- Exercise prompt -
Restate the entries below without a single change.

═════ Data shown ═════

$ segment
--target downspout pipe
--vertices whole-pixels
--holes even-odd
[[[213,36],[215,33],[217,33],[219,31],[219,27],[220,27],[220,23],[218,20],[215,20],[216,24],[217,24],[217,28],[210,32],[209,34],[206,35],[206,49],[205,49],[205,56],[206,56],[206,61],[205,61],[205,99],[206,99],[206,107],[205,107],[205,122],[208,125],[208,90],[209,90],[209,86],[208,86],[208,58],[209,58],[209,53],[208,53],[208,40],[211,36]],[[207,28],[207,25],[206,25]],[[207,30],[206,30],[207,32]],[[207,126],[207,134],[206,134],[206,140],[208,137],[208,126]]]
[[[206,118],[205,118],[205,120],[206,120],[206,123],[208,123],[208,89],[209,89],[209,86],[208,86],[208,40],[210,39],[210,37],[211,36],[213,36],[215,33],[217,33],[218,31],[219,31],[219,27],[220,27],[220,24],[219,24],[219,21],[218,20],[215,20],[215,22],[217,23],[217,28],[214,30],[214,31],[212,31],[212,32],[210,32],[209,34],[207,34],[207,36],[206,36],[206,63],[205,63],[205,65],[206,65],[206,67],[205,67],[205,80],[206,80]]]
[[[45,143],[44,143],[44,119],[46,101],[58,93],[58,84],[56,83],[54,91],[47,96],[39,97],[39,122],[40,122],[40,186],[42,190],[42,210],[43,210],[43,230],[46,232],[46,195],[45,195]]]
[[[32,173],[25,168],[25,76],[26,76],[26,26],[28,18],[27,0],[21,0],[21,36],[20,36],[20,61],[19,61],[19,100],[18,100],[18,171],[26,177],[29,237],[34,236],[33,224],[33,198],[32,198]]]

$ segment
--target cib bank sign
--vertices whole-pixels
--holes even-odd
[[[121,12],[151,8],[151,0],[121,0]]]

═════

- Written reply -
$ segment
--target downspout pipe
--vertices whole-pixels
--holes even-odd
[[[213,36],[215,33],[217,33],[219,31],[219,27],[220,27],[220,23],[218,20],[215,20],[216,24],[217,24],[217,28],[210,32],[209,34],[206,35],[206,49],[205,49],[205,56],[206,56],[206,61],[205,61],[205,99],[206,99],[206,107],[205,107],[205,122],[208,125],[208,90],[209,90],[209,86],[208,86],[208,58],[209,58],[209,53],[208,53],[208,40],[211,36]],[[207,28],[207,25],[206,25]],[[207,30],[206,30],[207,32]],[[207,126],[207,134],[206,134],[206,140],[208,137],[208,126]]]
[[[206,118],[205,118],[205,120],[206,120],[206,123],[208,123],[208,89],[209,89],[209,86],[208,86],[208,40],[210,39],[210,37],[211,36],[213,36],[215,33],[217,33],[218,31],[219,31],[219,27],[220,27],[220,24],[219,24],[219,21],[218,20],[215,20],[215,22],[217,23],[217,28],[214,30],[214,31],[212,31],[212,32],[210,32],[209,34],[207,34],[207,36],[206,36],[206,63],[205,63],[205,65],[206,65],[206,67],[205,67],[205,80],[206,80]]]
[[[45,143],[44,143],[44,119],[46,101],[58,93],[58,84],[56,83],[54,91],[47,96],[39,97],[39,122],[40,122],[40,186],[42,190],[42,210],[43,210],[43,230],[46,232],[46,195],[45,195]]]
[[[32,173],[25,168],[25,76],[26,76],[26,26],[28,18],[27,0],[21,0],[21,36],[20,36],[20,61],[19,61],[19,100],[18,100],[18,171],[26,177],[29,237],[34,236],[33,224],[33,198],[32,198]]]

$ segment
--target cib bank sign
--vertices whole-pixels
--holes even-odd
[[[121,12],[151,8],[151,0],[121,0]]]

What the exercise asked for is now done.